# THE TASK
What do the lines say from the start of the entries through the one containing "point_to annotates the white"? Repeat them exactly.

Records from a data collection:
- - -

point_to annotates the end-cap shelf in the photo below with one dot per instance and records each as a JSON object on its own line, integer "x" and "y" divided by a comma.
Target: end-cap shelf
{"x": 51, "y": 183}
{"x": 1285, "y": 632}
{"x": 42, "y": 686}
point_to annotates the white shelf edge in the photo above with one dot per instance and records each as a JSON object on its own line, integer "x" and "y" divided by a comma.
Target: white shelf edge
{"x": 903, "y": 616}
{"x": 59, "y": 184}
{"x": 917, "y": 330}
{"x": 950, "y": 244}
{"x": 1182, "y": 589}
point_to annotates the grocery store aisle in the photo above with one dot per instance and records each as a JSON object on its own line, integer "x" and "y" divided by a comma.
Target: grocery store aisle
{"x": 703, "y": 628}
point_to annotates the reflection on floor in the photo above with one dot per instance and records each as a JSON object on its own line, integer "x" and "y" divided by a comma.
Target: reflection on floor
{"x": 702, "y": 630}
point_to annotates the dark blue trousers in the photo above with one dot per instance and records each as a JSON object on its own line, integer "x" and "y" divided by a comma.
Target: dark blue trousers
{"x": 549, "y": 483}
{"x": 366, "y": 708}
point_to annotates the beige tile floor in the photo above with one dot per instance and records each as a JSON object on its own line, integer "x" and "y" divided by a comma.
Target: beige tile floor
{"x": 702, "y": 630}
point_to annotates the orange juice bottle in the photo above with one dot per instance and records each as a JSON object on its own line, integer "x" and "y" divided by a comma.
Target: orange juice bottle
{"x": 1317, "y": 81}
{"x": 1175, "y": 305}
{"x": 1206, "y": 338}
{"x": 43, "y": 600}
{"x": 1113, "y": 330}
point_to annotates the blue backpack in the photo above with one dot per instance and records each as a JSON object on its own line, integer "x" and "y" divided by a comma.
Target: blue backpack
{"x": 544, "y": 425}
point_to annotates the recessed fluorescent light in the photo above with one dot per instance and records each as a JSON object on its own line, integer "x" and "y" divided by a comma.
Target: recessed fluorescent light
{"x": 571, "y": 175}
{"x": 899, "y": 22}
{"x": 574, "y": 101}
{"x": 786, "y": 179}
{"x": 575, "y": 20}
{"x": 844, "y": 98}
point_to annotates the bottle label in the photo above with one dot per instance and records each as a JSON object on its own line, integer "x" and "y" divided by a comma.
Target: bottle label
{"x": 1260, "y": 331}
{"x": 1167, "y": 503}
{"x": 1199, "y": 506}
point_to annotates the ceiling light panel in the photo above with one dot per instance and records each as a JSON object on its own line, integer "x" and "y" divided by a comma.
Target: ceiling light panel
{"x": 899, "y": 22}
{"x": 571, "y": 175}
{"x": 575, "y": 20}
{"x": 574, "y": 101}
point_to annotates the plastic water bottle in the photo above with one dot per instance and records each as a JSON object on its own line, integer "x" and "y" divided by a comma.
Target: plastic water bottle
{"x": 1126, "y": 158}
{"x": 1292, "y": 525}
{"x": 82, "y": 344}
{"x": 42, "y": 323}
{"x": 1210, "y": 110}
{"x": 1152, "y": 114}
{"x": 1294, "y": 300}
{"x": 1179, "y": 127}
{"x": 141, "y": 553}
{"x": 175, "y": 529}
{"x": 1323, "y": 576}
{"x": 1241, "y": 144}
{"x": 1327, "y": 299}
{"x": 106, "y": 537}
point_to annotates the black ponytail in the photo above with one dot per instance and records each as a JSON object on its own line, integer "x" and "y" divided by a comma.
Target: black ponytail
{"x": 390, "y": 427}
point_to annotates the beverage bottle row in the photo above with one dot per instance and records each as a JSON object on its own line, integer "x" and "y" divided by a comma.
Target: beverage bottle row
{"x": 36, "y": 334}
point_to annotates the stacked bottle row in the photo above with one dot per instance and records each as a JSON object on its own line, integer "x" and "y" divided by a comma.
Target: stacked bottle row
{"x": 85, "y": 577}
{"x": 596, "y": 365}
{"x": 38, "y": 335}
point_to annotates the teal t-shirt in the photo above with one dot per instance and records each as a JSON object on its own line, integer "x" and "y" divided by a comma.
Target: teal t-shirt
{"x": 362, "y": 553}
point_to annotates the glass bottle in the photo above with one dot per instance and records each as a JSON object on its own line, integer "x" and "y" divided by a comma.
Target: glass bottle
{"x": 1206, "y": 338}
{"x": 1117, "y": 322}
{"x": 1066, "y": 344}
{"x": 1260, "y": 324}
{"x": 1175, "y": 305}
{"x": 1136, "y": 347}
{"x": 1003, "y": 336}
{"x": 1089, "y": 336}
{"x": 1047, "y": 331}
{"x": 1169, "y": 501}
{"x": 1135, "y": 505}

- - -

# ANSWER BELOW
point_to annotates the end-cap shelf in the photo below with one dot per instance and records each as a JSON object on its own line, integer "x" and "y" divided by a comma.
Target: end-cap shelf
{"x": 51, "y": 183}
{"x": 1285, "y": 632}
{"x": 42, "y": 686}
point_to annotates the white shelf edge in the photo above with one dot per instance and records each as a JSON object on its own line, integer "x" and "y" divided by a comma.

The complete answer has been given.